The biggest limitation on the 200 and 300MHx systems of 1997 and early 1998 was bus speed. The industry standard 66MHz bus speed had been around since the Pentium 66 of 1993, and common since about the end of 1995. Several attempts had been made to increase bus speeds in an ad-hoc sort of way, with varying success — the 75MHz 6x86-200 was a great success, the 83MHz 686MX-266 and various home-brew overclocks tended to be problematic. Primarily, this was an issue for the motherboard makers to sort out — in particular, they needed to find a way to decouple the PCI bus so as to get faster RAM access without cooking the video card.
April 1998 brought two good solutions. Intel produced a proprietary system, and a coalition of mainboard and CPU makers led by AMD and VIA developed the open Super 7 standard. Both systems worked well right from the start, and the result was a golden age for performance enthausiasts as ever-faster chips from AMD and Intel pushed the boundaries out.
Incredibly expensive when it first came out, but this was without doubt the fastest X86 chip money could buy.
As the new and high-end CPUs always had been, it was introduced at a price point that could not be justified by any rational analysis. Rationality and CPU buying habits, however, rarely used to go together. There were always a few people who really did not care about the cost — especially those that were buying with other people's money, of course — and a great many more who could be bamboozled by fast-talking salesmen into spending a small fortune on a chip that, in reality, was only marginally faster.
As late as January 1998, by which time the P-II 300 was already about to relinquish its flagship status to the 333, it offered a mere two percent system performance boost over the 266, or six percent better than the K6-233. But the cost was crazy: twenty-five percent higher than the P-II 266 and more than three times higher than the top K6.
In a strictly rational market that would be a recipe for disaster. But it actually made a great deal of sense. To be sure, even in those less well-educated days, only a very small percentage of people would exchange 200% more dollars for 6% more performance, but those few sales were almost pure profit. And with subsidiary products at more reasonable prices — at this time it was the Pentium MMX that mainly filled that role — it was possible to have both benefits: high volume with the entry-level parts, and a carefully crafted series of steps upward in performance (each one larger than the one before) to extract the maximum possible number of dollars from the market. This was the other great significant point about the Intel flagship chips: simply by having the fastest X86 on the market, the reflected glory was sufficient to allow Intel to charge a premium for the lesser chips as well.
· · ·
EXERCISE TASK 1: Translate this sentence from the passage on CPU bus speeds and pricing into Spanish: "Rationality and CPU buying habits, however, rarely used to go together."
The entries below have no connection to the passage above.
· · ·
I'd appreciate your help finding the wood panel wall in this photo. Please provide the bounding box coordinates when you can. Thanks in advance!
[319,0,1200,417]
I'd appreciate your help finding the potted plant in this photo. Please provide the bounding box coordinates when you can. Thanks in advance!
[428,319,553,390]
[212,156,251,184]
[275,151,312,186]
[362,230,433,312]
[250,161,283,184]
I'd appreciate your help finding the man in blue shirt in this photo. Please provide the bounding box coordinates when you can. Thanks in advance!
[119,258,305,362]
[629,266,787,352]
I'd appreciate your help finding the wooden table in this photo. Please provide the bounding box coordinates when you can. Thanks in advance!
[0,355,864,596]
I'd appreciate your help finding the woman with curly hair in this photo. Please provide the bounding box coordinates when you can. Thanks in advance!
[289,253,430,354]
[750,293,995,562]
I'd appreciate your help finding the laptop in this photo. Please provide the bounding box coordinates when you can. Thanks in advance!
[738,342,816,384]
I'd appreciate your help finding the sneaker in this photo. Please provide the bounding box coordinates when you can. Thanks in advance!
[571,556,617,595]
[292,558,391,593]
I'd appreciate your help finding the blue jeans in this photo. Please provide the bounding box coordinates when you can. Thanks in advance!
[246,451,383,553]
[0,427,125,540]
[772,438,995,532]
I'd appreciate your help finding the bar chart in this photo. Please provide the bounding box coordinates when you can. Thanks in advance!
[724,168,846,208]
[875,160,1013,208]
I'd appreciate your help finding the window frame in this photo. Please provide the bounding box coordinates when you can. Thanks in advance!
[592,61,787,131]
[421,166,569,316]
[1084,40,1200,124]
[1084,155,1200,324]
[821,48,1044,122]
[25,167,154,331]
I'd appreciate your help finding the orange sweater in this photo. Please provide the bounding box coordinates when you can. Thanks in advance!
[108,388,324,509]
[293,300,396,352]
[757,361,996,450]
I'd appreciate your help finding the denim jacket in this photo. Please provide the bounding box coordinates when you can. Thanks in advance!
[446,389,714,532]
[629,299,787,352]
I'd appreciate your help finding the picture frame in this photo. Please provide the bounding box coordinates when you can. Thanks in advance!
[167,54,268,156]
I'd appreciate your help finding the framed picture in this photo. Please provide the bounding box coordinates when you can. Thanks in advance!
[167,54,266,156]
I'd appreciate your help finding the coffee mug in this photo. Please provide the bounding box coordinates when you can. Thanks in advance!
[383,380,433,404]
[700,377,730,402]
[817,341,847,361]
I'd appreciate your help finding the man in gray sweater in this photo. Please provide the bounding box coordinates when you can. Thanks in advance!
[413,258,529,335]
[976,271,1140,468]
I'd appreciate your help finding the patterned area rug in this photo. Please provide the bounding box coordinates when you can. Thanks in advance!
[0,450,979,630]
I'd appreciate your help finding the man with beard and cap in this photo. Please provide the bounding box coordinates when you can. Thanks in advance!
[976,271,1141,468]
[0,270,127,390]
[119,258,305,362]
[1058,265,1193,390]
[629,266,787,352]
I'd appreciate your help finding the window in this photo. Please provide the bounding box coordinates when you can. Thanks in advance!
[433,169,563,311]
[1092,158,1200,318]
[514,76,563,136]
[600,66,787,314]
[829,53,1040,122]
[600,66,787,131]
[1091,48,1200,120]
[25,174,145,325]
· · ·
EXERCISE TASK 2: Extract every line of the entries that contains the string "window". Case counts.

CORRECT ANSWER 1: Sin embargo, la racionalidad y los hábitos de compra de CPU rara vez solían ir de la mano.

CORRECT ANSWER 2:
I'd appreciate your help finding the window frame in this photo. Please provide the bounding box coordinates when you can. Thanks in advance!
I'd appreciate your help finding the window in this photo. Please provide the bounding box coordinates when you can. Thanks in advance!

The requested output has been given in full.